# The problem
Copy exactly the lines of the records below, starting at the line that contains "Category: bird's beak" and continuing through the last line, both included; omit any pictures.

____ Listed records

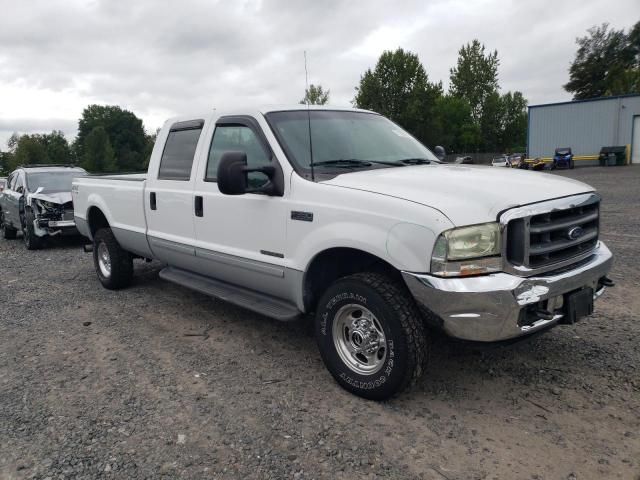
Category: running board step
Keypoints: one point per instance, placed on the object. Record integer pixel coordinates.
(249, 299)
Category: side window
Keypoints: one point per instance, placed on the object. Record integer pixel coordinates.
(177, 156)
(237, 138)
(19, 182)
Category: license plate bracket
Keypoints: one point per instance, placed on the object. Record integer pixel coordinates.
(578, 305)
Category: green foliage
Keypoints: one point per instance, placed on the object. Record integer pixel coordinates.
(453, 126)
(124, 131)
(399, 89)
(475, 77)
(35, 148)
(98, 154)
(607, 63)
(514, 134)
(315, 95)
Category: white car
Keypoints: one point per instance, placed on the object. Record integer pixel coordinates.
(362, 227)
(500, 162)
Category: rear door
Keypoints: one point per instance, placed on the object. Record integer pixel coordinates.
(168, 197)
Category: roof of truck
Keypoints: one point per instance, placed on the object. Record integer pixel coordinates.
(257, 111)
(50, 168)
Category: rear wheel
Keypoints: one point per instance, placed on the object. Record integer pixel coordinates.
(31, 240)
(8, 232)
(370, 335)
(113, 264)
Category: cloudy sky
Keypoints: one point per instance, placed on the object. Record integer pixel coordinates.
(160, 58)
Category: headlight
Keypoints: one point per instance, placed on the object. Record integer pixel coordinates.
(46, 205)
(467, 251)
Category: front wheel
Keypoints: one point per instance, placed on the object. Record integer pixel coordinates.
(370, 335)
(113, 264)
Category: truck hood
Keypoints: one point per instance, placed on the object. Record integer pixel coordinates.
(53, 197)
(466, 194)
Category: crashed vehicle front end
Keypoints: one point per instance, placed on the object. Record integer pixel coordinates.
(53, 214)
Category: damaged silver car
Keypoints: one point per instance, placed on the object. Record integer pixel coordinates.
(37, 201)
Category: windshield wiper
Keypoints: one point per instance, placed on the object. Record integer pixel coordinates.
(413, 161)
(343, 162)
(355, 162)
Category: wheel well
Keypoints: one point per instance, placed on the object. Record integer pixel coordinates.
(96, 220)
(335, 263)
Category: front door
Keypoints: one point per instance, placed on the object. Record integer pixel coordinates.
(169, 197)
(241, 238)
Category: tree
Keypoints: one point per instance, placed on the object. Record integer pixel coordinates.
(492, 123)
(607, 63)
(57, 146)
(453, 126)
(124, 130)
(30, 150)
(475, 77)
(514, 108)
(98, 155)
(315, 95)
(399, 88)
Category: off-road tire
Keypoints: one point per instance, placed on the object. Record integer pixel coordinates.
(121, 261)
(31, 241)
(394, 308)
(8, 233)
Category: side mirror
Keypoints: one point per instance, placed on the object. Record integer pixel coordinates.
(232, 176)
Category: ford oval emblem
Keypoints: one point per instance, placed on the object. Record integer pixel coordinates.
(575, 233)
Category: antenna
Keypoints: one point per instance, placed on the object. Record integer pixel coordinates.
(306, 81)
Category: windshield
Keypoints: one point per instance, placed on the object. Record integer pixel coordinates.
(52, 181)
(345, 140)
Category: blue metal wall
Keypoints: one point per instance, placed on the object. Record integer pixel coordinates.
(585, 126)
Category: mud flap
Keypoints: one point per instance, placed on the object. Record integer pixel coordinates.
(578, 305)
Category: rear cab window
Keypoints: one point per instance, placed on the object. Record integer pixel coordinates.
(177, 157)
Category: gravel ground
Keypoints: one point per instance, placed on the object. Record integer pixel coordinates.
(157, 381)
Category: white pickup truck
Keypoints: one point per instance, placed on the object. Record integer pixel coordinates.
(341, 213)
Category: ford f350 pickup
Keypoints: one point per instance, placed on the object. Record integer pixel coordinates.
(342, 214)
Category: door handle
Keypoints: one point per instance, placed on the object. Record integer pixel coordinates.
(198, 205)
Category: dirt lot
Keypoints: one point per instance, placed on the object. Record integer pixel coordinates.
(158, 381)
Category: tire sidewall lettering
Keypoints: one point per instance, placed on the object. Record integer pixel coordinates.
(326, 331)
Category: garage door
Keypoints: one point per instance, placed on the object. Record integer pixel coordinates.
(635, 141)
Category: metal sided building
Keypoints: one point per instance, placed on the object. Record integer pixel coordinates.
(586, 126)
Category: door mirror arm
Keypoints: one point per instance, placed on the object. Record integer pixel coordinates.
(232, 176)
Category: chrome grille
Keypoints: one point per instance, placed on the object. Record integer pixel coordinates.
(553, 234)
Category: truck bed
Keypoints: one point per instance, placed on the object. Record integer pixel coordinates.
(121, 200)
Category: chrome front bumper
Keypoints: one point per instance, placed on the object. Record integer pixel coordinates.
(488, 308)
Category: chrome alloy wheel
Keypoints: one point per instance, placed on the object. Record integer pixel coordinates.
(359, 339)
(104, 260)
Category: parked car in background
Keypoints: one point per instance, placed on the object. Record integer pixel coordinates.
(501, 161)
(516, 160)
(37, 201)
(562, 158)
(464, 160)
(537, 164)
(368, 231)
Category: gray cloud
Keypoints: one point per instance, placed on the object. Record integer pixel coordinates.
(162, 58)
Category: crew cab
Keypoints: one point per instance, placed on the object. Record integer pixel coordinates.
(37, 201)
(342, 214)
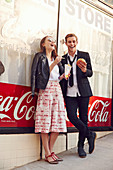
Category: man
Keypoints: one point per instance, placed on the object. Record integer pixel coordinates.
(77, 90)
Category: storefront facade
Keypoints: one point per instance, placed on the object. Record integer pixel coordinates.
(23, 24)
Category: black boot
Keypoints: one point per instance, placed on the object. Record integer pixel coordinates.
(91, 141)
(81, 151)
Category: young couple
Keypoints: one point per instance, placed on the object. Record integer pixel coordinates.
(47, 75)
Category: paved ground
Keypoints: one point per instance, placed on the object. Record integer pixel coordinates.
(100, 159)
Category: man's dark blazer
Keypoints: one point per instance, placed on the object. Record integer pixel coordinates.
(82, 78)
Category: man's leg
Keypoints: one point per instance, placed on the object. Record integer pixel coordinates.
(71, 106)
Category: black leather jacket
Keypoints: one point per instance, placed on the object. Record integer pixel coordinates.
(40, 71)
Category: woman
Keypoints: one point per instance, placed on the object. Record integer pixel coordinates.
(50, 111)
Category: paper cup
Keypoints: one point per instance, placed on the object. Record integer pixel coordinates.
(67, 70)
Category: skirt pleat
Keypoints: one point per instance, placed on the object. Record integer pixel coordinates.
(50, 110)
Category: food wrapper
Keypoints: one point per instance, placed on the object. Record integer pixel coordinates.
(67, 70)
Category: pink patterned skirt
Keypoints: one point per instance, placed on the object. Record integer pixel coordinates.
(50, 110)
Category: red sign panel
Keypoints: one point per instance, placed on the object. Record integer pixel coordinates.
(17, 108)
(99, 112)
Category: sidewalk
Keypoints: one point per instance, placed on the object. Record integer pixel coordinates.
(100, 159)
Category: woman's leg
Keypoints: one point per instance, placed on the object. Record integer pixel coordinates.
(48, 155)
(45, 142)
(53, 137)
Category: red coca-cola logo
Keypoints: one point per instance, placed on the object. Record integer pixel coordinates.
(17, 107)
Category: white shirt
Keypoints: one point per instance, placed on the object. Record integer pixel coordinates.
(54, 74)
(72, 91)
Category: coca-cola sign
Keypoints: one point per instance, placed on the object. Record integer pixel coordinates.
(17, 107)
(99, 112)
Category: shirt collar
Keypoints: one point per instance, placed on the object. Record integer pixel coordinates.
(70, 55)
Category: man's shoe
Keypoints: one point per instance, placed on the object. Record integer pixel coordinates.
(81, 152)
(91, 141)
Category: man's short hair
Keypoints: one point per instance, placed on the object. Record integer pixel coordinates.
(70, 35)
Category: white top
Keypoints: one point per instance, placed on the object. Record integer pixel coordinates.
(72, 91)
(54, 74)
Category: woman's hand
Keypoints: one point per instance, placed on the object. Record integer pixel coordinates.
(82, 66)
(63, 76)
(57, 59)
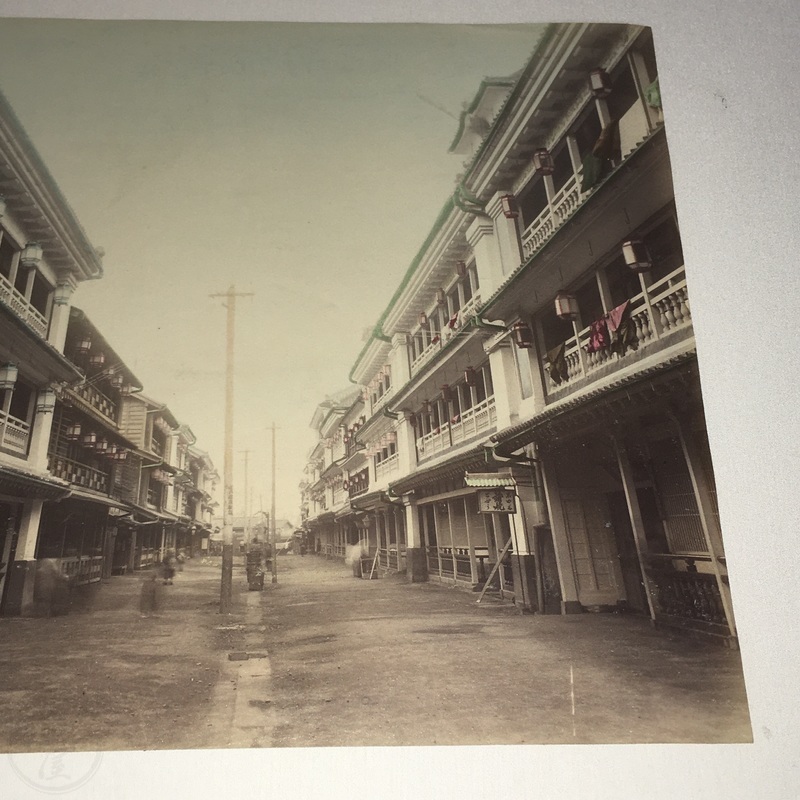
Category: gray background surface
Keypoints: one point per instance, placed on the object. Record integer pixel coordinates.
(728, 76)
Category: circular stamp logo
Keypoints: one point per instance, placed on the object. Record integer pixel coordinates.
(56, 773)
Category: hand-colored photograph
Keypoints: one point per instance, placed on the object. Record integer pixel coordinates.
(349, 394)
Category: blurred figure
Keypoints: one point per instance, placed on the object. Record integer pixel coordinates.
(150, 596)
(51, 588)
(168, 569)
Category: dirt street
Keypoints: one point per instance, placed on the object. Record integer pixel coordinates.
(326, 659)
(384, 662)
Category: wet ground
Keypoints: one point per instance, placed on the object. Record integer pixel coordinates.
(326, 659)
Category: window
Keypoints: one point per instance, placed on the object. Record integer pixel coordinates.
(8, 252)
(524, 374)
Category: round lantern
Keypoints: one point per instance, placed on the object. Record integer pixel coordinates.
(543, 161)
(523, 335)
(636, 255)
(600, 83)
(566, 306)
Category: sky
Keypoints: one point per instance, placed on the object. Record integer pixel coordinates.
(302, 163)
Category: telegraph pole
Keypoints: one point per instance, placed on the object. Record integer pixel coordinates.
(226, 582)
(246, 505)
(272, 516)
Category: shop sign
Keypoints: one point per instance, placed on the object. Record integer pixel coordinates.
(496, 501)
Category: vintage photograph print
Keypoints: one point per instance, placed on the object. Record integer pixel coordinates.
(349, 395)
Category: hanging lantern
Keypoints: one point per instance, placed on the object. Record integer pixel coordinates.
(543, 161)
(31, 256)
(600, 83)
(566, 306)
(46, 402)
(509, 205)
(8, 376)
(636, 255)
(523, 335)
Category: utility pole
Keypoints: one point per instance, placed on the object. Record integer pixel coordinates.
(272, 516)
(226, 581)
(246, 505)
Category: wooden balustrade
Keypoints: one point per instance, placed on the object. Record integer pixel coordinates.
(654, 315)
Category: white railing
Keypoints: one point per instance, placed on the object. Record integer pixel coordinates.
(22, 307)
(447, 333)
(655, 314)
(437, 441)
(477, 419)
(387, 467)
(14, 434)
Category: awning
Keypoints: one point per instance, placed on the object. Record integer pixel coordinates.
(27, 486)
(489, 480)
(91, 497)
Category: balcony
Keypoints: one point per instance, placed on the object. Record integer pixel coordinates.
(98, 401)
(36, 321)
(463, 314)
(14, 434)
(634, 128)
(658, 313)
(79, 474)
(387, 467)
(476, 420)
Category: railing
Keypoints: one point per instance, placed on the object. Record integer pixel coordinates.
(447, 333)
(147, 557)
(79, 474)
(437, 441)
(97, 400)
(387, 467)
(633, 129)
(688, 595)
(475, 420)
(14, 434)
(81, 570)
(22, 307)
(660, 311)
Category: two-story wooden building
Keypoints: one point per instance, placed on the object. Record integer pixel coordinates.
(533, 381)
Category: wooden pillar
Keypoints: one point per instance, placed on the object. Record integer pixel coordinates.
(711, 532)
(637, 524)
(558, 526)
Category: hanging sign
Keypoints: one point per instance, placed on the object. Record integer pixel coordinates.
(496, 501)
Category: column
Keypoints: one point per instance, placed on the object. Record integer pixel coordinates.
(481, 238)
(22, 572)
(635, 514)
(59, 319)
(507, 232)
(558, 525)
(713, 535)
(523, 562)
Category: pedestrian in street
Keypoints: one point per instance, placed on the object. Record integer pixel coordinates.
(50, 589)
(168, 569)
(150, 596)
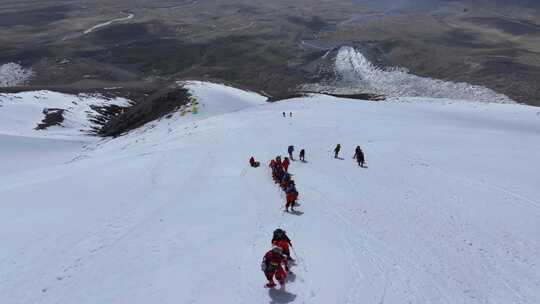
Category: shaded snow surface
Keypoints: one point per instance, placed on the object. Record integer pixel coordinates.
(20, 113)
(447, 211)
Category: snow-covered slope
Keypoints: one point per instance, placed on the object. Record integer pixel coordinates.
(21, 113)
(447, 211)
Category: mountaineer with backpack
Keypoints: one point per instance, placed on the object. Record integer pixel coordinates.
(272, 265)
(359, 155)
(336, 151)
(291, 195)
(302, 155)
(285, 164)
(281, 240)
(290, 150)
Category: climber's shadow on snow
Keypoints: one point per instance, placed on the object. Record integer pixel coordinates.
(280, 296)
(296, 212)
(291, 277)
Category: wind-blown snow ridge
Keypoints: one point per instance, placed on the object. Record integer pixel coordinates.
(104, 24)
(20, 113)
(13, 74)
(356, 72)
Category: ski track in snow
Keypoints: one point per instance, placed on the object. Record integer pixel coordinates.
(172, 213)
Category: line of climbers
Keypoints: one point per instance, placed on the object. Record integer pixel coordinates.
(284, 179)
(276, 261)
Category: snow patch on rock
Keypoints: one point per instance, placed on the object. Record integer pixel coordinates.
(13, 74)
(20, 113)
(355, 73)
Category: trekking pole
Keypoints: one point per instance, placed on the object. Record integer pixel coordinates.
(295, 254)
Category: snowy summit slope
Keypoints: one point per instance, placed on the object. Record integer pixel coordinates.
(447, 211)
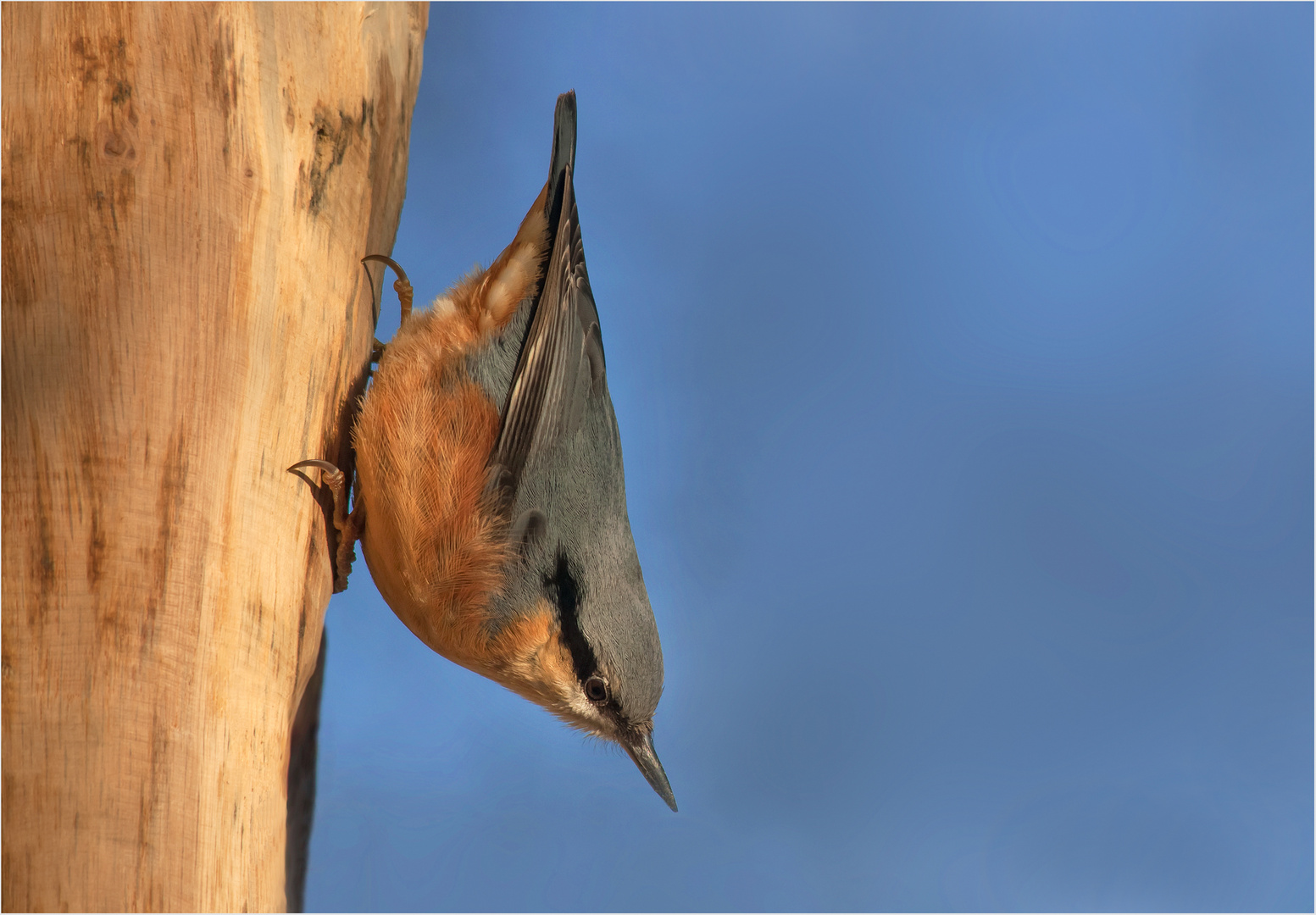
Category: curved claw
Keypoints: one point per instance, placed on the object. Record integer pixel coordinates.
(402, 286)
(323, 465)
(344, 523)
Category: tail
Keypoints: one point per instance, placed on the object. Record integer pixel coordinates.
(564, 156)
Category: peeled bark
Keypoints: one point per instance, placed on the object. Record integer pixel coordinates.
(187, 194)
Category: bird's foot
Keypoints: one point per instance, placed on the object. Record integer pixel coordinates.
(345, 523)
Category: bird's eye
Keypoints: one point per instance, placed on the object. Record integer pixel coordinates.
(595, 689)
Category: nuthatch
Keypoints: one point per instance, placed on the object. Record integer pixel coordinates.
(490, 494)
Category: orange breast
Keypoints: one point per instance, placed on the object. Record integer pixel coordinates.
(435, 546)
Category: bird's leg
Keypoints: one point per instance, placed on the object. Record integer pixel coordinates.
(347, 524)
(402, 285)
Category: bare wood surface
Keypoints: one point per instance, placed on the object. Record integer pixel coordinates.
(187, 194)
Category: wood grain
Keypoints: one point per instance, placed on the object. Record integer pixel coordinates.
(187, 191)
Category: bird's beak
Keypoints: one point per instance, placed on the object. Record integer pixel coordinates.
(642, 752)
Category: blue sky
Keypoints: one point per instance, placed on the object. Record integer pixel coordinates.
(963, 357)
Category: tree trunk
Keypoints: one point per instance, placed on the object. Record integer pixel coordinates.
(187, 194)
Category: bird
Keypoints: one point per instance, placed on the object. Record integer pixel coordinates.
(490, 494)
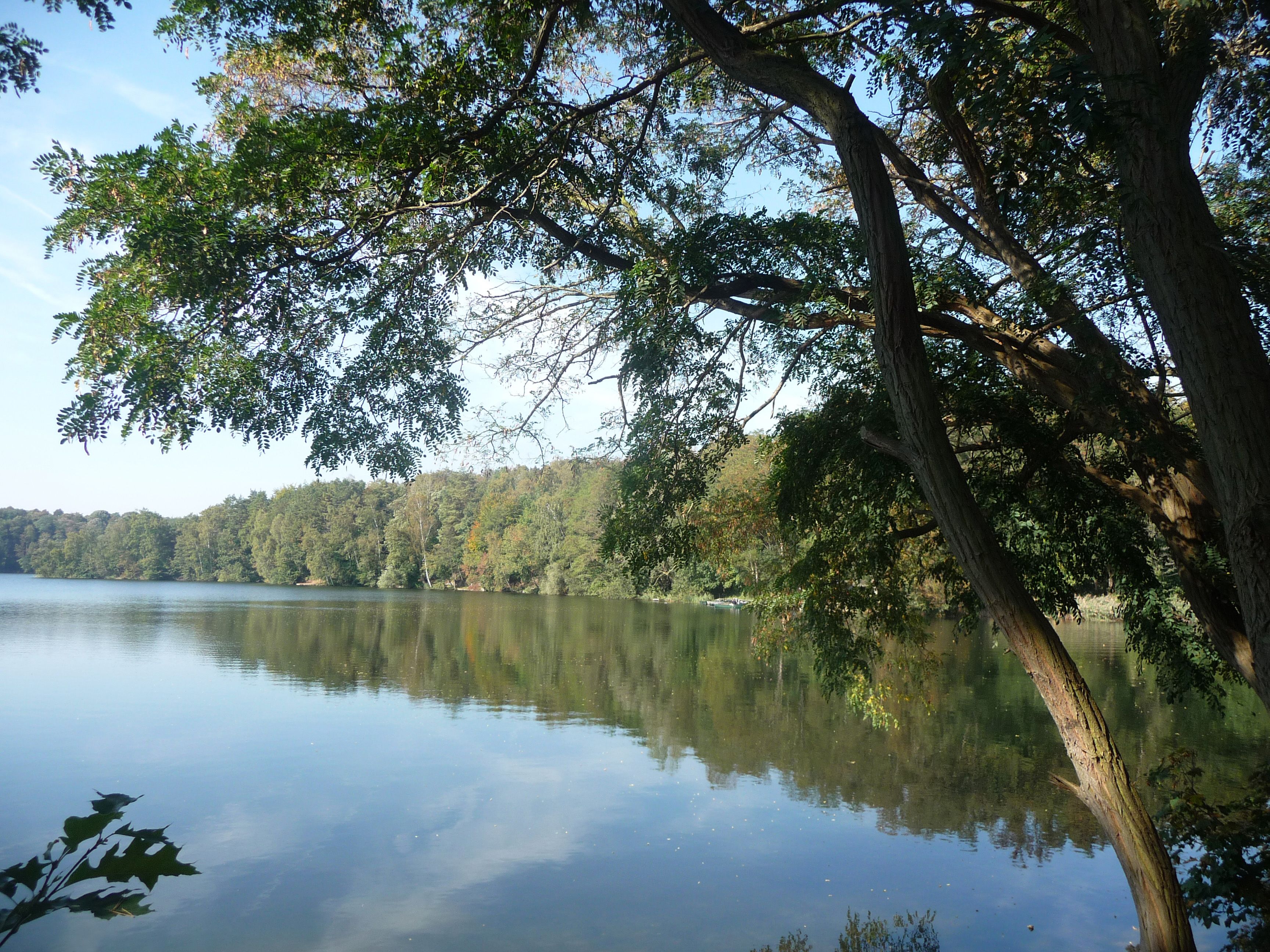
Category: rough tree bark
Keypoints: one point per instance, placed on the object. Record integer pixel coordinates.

________

# Task output
Category: bird's beak
Keypoints: one point per instance, placed on the object. Record integer pixel coordinates.
(642, 752)
Category: blue sky
Keypoints: one point per instance, placed on the object. Record integer pixel coordinates.
(963, 357)
Category: tree trunk
Keypoints: one point per instance, placed on the object. Record integer pixel coordinates.
(187, 194)
Category: bird
Keypoints: one point per instance, placed on the object. Record integer pixel coordinates.
(490, 494)
Category: rough tree bark
Keypoints: one point per instance, placed on the object. Record integer pixel coordinates.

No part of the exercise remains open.